(Beginning of Source material)

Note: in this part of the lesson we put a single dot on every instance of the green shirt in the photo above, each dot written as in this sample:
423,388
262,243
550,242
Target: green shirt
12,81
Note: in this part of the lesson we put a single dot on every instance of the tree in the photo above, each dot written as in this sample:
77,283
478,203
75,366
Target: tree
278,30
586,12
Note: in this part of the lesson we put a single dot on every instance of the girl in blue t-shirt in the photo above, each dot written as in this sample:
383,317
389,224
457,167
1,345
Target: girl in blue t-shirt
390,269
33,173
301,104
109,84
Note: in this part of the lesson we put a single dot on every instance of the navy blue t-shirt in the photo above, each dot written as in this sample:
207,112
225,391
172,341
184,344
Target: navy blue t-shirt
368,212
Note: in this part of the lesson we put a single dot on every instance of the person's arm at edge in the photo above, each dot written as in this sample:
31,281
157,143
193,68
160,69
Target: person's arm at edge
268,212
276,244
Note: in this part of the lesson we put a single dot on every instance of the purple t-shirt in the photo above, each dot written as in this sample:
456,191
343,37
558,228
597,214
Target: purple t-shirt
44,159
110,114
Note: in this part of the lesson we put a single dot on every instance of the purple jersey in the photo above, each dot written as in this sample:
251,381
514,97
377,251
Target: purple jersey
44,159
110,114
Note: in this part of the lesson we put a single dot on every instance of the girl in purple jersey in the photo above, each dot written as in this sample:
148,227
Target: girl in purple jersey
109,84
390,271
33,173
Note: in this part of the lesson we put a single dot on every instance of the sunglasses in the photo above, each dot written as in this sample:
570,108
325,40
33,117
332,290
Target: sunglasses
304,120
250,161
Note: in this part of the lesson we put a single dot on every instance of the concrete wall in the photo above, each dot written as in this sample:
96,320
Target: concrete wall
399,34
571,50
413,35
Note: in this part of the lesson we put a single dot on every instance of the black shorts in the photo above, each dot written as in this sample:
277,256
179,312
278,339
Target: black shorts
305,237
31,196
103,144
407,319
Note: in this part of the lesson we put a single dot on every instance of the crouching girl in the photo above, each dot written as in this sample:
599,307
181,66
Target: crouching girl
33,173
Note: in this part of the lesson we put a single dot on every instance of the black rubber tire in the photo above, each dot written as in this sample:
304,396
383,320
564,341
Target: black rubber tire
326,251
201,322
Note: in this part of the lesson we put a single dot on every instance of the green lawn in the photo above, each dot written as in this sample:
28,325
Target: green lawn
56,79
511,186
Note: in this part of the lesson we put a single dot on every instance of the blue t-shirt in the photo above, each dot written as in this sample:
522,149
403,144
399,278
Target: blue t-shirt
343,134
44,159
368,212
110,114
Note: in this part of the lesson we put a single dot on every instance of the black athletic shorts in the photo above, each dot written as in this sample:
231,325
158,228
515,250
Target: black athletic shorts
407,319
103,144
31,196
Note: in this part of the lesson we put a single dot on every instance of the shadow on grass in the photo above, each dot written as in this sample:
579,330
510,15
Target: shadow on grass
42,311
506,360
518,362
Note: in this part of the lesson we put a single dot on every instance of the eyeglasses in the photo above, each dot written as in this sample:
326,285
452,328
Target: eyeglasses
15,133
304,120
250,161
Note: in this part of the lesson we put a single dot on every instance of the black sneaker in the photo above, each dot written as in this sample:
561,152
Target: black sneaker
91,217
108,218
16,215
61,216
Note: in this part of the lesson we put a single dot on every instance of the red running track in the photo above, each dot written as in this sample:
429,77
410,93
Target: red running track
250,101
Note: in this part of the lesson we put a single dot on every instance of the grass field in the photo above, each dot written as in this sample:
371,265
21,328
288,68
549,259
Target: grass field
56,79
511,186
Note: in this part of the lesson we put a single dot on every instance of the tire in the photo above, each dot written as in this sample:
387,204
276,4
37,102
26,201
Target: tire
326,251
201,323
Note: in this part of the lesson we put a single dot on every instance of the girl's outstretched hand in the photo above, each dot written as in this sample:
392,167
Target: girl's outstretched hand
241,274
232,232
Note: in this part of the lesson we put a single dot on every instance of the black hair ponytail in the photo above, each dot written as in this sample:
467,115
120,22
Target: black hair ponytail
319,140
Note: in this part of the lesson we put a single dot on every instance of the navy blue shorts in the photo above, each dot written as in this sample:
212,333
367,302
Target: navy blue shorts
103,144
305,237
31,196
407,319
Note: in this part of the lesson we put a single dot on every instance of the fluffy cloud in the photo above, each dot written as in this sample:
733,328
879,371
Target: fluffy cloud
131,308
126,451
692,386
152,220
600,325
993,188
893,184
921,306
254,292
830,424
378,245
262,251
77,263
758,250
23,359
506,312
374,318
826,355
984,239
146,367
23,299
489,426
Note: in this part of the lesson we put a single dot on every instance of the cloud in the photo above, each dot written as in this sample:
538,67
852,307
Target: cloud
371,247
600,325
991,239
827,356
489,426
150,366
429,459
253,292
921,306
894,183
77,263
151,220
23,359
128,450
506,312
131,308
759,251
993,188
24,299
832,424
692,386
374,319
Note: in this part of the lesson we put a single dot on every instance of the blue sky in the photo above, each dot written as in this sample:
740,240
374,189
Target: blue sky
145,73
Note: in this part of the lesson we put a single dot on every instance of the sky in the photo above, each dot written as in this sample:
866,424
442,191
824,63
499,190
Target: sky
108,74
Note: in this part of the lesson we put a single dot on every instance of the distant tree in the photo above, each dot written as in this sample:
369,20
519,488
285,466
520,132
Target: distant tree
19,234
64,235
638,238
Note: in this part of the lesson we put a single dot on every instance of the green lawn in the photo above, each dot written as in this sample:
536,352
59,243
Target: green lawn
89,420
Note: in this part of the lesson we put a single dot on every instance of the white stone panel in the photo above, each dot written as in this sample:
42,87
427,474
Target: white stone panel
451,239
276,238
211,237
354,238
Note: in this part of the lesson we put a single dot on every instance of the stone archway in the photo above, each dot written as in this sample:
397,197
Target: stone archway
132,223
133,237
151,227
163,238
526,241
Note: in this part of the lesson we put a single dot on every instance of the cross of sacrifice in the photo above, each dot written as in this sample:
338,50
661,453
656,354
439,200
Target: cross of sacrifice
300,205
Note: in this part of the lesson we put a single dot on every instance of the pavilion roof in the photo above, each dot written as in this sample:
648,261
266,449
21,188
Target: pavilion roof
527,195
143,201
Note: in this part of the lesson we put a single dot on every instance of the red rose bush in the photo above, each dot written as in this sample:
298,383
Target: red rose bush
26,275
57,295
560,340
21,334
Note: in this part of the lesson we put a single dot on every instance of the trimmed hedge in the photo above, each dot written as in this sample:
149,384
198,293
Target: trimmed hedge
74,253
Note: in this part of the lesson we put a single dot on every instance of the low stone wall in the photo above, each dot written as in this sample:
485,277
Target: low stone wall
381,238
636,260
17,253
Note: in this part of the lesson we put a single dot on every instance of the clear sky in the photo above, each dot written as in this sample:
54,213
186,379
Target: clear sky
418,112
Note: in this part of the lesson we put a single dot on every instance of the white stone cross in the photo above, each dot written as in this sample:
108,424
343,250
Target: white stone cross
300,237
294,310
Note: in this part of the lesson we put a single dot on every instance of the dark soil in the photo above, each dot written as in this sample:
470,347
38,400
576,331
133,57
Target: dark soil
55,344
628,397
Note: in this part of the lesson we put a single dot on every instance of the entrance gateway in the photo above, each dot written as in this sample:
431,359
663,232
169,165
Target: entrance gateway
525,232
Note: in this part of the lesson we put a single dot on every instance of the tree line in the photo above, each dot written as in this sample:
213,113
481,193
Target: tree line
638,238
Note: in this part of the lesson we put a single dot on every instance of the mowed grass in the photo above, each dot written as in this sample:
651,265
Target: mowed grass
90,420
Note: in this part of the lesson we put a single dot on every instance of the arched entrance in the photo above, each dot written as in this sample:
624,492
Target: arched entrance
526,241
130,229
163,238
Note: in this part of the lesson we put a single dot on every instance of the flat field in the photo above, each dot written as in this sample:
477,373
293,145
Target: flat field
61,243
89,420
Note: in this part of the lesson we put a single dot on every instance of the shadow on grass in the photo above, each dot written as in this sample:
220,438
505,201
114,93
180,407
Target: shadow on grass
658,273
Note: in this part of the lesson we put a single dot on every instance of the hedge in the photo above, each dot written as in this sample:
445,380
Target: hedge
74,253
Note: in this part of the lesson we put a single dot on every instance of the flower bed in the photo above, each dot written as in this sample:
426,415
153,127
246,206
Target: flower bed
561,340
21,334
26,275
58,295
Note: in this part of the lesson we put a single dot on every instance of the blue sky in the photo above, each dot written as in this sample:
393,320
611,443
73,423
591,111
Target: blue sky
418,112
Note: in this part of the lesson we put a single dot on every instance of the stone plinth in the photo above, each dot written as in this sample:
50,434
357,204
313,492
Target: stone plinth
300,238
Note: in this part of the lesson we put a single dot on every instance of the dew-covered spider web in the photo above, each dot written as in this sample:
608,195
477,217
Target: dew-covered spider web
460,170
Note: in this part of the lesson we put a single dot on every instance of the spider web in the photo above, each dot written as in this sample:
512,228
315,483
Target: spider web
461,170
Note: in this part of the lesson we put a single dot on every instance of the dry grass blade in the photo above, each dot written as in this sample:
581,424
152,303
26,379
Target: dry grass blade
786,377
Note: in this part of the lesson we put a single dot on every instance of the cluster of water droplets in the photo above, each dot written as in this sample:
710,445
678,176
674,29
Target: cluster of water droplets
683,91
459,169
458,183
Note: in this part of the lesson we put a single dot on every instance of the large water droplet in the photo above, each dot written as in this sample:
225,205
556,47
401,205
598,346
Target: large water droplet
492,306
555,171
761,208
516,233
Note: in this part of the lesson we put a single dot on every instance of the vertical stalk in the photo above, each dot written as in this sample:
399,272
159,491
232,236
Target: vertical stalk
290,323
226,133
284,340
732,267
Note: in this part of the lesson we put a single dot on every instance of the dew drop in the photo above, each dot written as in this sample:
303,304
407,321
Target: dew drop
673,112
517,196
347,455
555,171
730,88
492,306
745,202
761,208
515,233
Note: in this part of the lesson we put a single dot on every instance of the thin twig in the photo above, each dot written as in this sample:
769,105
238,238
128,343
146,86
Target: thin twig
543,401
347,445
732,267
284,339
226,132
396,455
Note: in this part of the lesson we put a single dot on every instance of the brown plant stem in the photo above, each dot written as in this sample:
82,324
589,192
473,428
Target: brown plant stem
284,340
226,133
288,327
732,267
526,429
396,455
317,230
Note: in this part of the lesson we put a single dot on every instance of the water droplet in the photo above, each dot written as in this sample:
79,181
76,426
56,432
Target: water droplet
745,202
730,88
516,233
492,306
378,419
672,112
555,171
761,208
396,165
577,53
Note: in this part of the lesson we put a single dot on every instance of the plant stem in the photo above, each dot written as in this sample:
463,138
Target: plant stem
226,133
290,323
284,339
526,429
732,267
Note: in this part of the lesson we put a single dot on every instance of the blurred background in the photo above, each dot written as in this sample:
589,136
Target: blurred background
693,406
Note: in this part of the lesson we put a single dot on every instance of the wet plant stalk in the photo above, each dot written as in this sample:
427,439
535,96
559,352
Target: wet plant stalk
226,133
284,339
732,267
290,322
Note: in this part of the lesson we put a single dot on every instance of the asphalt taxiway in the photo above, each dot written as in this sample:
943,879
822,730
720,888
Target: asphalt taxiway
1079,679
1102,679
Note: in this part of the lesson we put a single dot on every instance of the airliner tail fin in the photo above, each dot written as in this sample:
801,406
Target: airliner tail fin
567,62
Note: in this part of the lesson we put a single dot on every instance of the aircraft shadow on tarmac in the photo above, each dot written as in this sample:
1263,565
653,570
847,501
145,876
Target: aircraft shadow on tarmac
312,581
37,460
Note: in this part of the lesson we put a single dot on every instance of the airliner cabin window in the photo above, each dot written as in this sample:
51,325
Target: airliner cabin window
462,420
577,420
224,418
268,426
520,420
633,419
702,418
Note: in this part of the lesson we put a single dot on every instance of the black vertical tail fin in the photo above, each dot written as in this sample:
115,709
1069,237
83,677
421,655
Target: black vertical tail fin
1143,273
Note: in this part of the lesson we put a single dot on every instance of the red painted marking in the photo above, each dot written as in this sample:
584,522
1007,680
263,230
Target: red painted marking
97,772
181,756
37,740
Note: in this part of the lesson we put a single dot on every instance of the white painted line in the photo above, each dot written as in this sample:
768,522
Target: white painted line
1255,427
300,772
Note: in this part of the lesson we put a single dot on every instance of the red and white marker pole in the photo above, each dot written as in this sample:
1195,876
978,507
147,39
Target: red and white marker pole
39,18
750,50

(End of Source material)

Exercise: Write out once more the lines above beginning at the line with "the red and"; continue through the final line and stop there.

Expected output:
Note: in this part of the lesson we put a single dot on every instance of the red and white marker pole in the photo above, each dot written as in this sample:
1195,876
978,507
147,39
Target: red and white marker pole
39,18
750,50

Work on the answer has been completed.